• _About this task_
Go through the material and set down every line without alteration.

• _Data records_
+++

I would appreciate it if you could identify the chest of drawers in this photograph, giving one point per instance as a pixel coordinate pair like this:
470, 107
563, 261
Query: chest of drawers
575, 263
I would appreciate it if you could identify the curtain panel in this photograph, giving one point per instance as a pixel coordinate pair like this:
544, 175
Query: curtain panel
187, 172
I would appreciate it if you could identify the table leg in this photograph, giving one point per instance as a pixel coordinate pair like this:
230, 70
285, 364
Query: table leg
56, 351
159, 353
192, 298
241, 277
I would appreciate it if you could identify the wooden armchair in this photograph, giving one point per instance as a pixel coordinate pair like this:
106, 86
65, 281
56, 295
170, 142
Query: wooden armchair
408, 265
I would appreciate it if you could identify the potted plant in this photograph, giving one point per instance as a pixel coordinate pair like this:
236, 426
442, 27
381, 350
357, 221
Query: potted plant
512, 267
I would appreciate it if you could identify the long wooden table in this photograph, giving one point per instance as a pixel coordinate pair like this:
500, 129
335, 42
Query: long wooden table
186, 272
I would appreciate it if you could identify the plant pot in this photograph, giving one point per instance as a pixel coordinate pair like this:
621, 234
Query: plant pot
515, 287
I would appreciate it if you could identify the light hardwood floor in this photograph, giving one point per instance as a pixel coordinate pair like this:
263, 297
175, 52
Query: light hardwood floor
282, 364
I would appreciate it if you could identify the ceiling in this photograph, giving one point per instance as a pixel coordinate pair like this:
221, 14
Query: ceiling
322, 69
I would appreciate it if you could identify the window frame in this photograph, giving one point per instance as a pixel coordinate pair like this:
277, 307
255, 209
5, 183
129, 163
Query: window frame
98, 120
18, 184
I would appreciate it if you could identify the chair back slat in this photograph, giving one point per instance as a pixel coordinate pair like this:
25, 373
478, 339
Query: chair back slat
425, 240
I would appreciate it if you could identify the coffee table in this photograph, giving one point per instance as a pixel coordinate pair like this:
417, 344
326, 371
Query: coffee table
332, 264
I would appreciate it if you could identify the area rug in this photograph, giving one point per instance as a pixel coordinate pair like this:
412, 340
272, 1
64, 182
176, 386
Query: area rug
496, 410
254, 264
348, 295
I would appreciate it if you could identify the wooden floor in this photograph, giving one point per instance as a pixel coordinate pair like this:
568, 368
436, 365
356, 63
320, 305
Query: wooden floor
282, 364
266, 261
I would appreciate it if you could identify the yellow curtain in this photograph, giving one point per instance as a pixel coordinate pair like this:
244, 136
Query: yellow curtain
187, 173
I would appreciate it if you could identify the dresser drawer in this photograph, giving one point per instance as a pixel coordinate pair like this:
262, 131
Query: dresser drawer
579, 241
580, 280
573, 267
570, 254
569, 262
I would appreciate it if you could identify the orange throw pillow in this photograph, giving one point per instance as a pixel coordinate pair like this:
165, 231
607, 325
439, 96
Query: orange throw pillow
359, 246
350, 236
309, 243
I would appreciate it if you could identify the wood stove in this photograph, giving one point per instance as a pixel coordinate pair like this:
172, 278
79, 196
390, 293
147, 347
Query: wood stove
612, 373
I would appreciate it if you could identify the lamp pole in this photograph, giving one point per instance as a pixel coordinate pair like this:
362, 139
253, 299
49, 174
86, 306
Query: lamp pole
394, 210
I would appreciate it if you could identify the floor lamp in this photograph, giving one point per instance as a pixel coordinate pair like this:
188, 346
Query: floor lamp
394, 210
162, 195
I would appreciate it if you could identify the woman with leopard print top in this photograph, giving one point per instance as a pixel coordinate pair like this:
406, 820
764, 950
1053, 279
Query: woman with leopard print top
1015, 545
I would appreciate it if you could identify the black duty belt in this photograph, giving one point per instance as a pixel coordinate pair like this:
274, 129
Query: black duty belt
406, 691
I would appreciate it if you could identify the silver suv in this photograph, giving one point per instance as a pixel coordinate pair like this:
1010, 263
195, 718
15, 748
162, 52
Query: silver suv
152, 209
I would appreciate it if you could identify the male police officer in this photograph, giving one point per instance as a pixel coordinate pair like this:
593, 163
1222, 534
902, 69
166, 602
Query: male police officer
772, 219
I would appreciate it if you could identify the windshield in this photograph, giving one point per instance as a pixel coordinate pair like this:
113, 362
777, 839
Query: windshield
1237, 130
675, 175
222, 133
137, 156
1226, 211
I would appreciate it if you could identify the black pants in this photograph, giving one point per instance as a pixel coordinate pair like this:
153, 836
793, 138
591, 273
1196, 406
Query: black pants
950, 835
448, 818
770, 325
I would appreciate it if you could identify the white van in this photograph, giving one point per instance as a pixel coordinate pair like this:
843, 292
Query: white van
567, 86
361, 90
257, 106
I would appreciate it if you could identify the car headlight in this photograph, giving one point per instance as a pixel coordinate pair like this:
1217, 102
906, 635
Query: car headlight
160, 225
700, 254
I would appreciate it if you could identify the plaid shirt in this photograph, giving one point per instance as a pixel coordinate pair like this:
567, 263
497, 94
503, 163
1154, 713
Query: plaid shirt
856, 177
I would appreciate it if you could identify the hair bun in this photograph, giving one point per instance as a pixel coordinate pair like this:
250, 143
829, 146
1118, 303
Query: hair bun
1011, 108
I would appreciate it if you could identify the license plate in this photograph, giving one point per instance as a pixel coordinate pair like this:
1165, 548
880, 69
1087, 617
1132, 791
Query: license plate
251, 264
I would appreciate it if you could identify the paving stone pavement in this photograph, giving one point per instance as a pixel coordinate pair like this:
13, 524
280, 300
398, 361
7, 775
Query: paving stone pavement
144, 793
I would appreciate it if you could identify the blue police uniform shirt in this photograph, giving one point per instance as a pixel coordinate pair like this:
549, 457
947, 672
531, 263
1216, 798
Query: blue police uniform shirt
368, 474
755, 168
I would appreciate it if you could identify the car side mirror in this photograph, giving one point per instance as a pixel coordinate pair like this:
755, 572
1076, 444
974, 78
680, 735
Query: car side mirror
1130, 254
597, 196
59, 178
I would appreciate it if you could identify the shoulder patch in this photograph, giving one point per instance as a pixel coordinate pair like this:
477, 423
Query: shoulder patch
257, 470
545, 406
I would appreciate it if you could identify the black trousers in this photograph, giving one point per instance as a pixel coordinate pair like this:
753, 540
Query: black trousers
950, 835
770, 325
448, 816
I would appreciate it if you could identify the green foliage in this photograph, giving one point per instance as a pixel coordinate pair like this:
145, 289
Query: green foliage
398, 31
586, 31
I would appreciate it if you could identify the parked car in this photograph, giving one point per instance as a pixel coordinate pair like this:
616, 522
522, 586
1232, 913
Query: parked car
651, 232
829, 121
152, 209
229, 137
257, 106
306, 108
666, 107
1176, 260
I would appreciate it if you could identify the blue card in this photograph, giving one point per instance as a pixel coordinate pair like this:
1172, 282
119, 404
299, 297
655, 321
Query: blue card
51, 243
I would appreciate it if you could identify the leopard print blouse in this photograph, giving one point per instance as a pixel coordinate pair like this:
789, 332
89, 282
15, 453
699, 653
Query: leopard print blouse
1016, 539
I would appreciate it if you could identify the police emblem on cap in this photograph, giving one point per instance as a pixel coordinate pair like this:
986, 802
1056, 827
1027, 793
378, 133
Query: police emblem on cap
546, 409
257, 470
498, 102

+++

• _Written solution_
I would appreciate it if you could identify the chest of drawers in this photograph, giving one point per instance as a pixel coordinate pair like this:
470, 107
563, 261
Query: chest of drawers
575, 263
I would appreciate it if you could identify the curtain panel in this photograph, giving one point per instance as a pixel coordinate pair like this:
544, 175
Query: curtain panel
187, 172
I would appreciate it if you could identify the table leg in this photograph, giving one point per instance as a pixel coordinate pair like this:
230, 70
285, 364
Query: table leg
56, 351
159, 353
192, 298
241, 277
I would appreciate it if you could identify the wooden armchair in this photograph, giving one point per instance as a pixel coordinate pair like this:
106, 86
65, 281
56, 295
170, 142
Query: wooden armchair
408, 265
I would appreciate it if you could identify the potted plant in this photograph, giving one point per instance as a pixel coordinate pair like this:
236, 426
442, 27
381, 350
357, 221
Query: potted plant
512, 267
I would appreciate it if you could identify the long wooden table in this photograph, giving one point per instance as a pixel coordinate pair like this:
500, 129
335, 42
Query: long wooden table
186, 272
I would appreciate it if you could identify the plant pot in this photograph, giving one point per instance as a pixel coordinate pair like this:
621, 234
Query: plant pot
515, 287
I would appreciate it if you could identify the light hardwood floor in this photograph, giving one point per instance as a pixel coordinate pair like this:
263, 297
175, 52
Query: light hardwood floor
282, 364
I would appreciate it if you could identify the ceiling in this photograph, giving one point per instance as a pixel coordinate pair like this:
221, 14
Query: ceiling
322, 69
I would appreciate it if you could identify the window frame in this photograph, giving one point per instance as a pixel coordinate pair like this:
277, 307
255, 209
5, 183
129, 163
Query: window frame
98, 120
18, 184
I would appreciate it if you could identify the chair back slat in this photograph, giving one point per instance as a pixel coordinate pair like this:
25, 373
478, 339
Query: chair back slat
425, 240
I would appreciate it if you could identify the coffee table in this photograph, giving one point per instance as a pixel coordinate pair like this:
417, 344
326, 371
Query: coffee table
332, 264
I would appreciate it if you could identify the area rug in this photograph, giving one point per instance as a pixel coordinate pair like this:
412, 340
272, 1
64, 182
176, 386
Query: area rug
496, 410
254, 264
348, 295
I would appreciate it if you could identify the wooden floor in this photograph, giving one point per instance as a pixel coordinate pair like this:
568, 368
436, 365
356, 63
320, 305
Query: wooden floor
282, 364
266, 261
I would appreciate it if you could identify the yellow curtain in this photograph, giving one point per instance as a pixel coordinate pair like this:
244, 136
Query: yellow curtain
187, 173
I would appreciate it if you could identify the dresser drawer in this photograph, giving one point per instance as a pixel coordinate pair like this:
262, 131
Query: dresser drawer
579, 241
580, 280
573, 267
570, 254
569, 262
I would appreciate it if you could identify the orange throw pillow in this photograph, giving one point per instance as a pixel coordinate pair like this:
165, 231
607, 325
439, 96
Query: orange throw pillow
359, 246
350, 236
309, 243
I would appreciate it if you could identify the wood stove in this photograph, giving one point per instance as a pixel coordinate pair like this:
172, 278
79, 196
390, 293
147, 347
Query: wood stove
612, 373
I would appreciate it if you could identify the lamp pole in this photograph, giving one point per instance as a pixel coordinate pair like this:
362, 139
253, 299
49, 174
86, 306
Query: lamp pole
394, 210
I would appreciate it if you could identify the floor lamp in this photograph, giving one point per instance as a pixel coordinate pair like this:
188, 346
Query: floor lamp
394, 210
162, 195
I would appreciate it if you could identify the woman with leopard print top in this photograph, giving one point per instance as a pixel coordinate pair like this:
406, 820
764, 950
1053, 279
Query: woman with leopard print top
1015, 545
I would appreciate it if you could identify the black duty belt in this photograph, giving one point per instance as a pixel coordinate pair like this:
274, 129
Query: black duty belt
406, 691
I would appreciate it if you could identify the silver suv in this photograph, giving one point per instance as a pixel coordinate pair like this:
1010, 263
195, 718
15, 748
162, 52
Query: silver suv
152, 209
I would appreciate it if you could identify the male police officer in this photograph, giving one point per instance as a pixel coordinate pair like this:
593, 163
1222, 534
902, 69
166, 602
Query: male police officer
772, 219
I would appreciate it if you could identify the windshield in this photograph, giving one point per instance as a pixel coordinate pair like this:
113, 362
777, 839
Query: windshield
1237, 130
675, 175
222, 133
137, 156
1226, 211
I would appreciate it if you could identify the black pants in this photograph, giving one point per instance as a pixel coordinate pair like this:
153, 836
793, 138
591, 273
1196, 406
Query: black pants
950, 835
448, 818
770, 325
I would appreciate it if you could identify the white van in this photograph, giving one point per instance as a pixel coordinate pair like this:
843, 292
Query: white van
567, 86
361, 90
257, 106
I would appreciate it if you could identify the car headlight in this photograph, giving one point per instance as a pixel coordinate pair like this:
1217, 102
906, 635
Query: car headlight
160, 225
700, 254
I would appreciate it if you could identify the plaid shirt in this photograph, giving one point per instance as a pixel coordinate pair like this:
567, 263
497, 94
503, 163
1154, 713
Query: plaid shirt
856, 177
I would appreciate it if you could identify the hair bun in this photograph, giving one point per instance as a pixel coordinate pair like this:
250, 143
829, 146
1118, 303
Query: hair bun
1011, 108
I would appreciate it if you could identify the license plate in this photograph, giving one point per instance as a pixel coordinate pair like this:
1165, 548
880, 69
1087, 617
1132, 791
Query: license plate
251, 264
I would appreciate it if you could identify the paving stone pavement in this photograph, giving one point per instance as a pixel coordinate pair like this:
13, 524
280, 300
398, 361
7, 775
Query: paving stone pavement
144, 793
I would appreciate it if you could identify the blue police uniform shirt in this photograph, giving one point per instance as a pixel coordinate pair like this:
549, 457
947, 672
531, 263
1216, 798
Query: blue police uniform shirt
368, 474
755, 168
I would appreciate it if you could identify the car side mirror in this photograph, giving one point per instance as a pixel coordinate pair like this:
755, 572
1076, 444
974, 78
680, 735
Query: car side mirror
1130, 254
597, 196
59, 178
I would appreciate it if you could identify the shoulder patch in this photograph, giving one point per instance as a pixel coordinate pair like this:
477, 423
Query: shoulder patch
257, 470
545, 406
I would appreciate it if you could identify the black trousers in this photograph, giving one point per instance as a pixel coordinate pair like this:
753, 540
Query: black trousers
950, 835
770, 325
448, 816
I would appreciate it if you could identify the green foliage in this photograph, giving one point per instance as a pixel coordinate pair like this:
145, 289
Query: green foliage
398, 31
586, 31
I would appreciate it if you could identify the parked car in this photograph, giving one point per instance as a pixel coordinate pair like this:
616, 522
522, 586
1232, 913
Query: parked car
651, 232
829, 121
152, 209
229, 137
257, 106
306, 108
666, 107
1176, 260
I would appreciate it if you could identify the blue card in this photograph, giving one point per instance as a pixel coordinate pair like this:
1172, 282
119, 404
299, 297
655, 321
Query: blue card
51, 243
I would appreciate it if you could identify the leopard print blouse in this photograph, giving one point per instance as a pixel coordinate pair like this:
789, 332
89, 282
15, 453
699, 653
Query: leopard print blouse
1016, 539
I would appreciate it if you could identify the police emblem on cap in this photograph, giving one point per instance as a pixel coordinate pair like this:
986, 802
1056, 827
1027, 793
378, 133
Query: police emblem on cap
546, 409
257, 470
498, 102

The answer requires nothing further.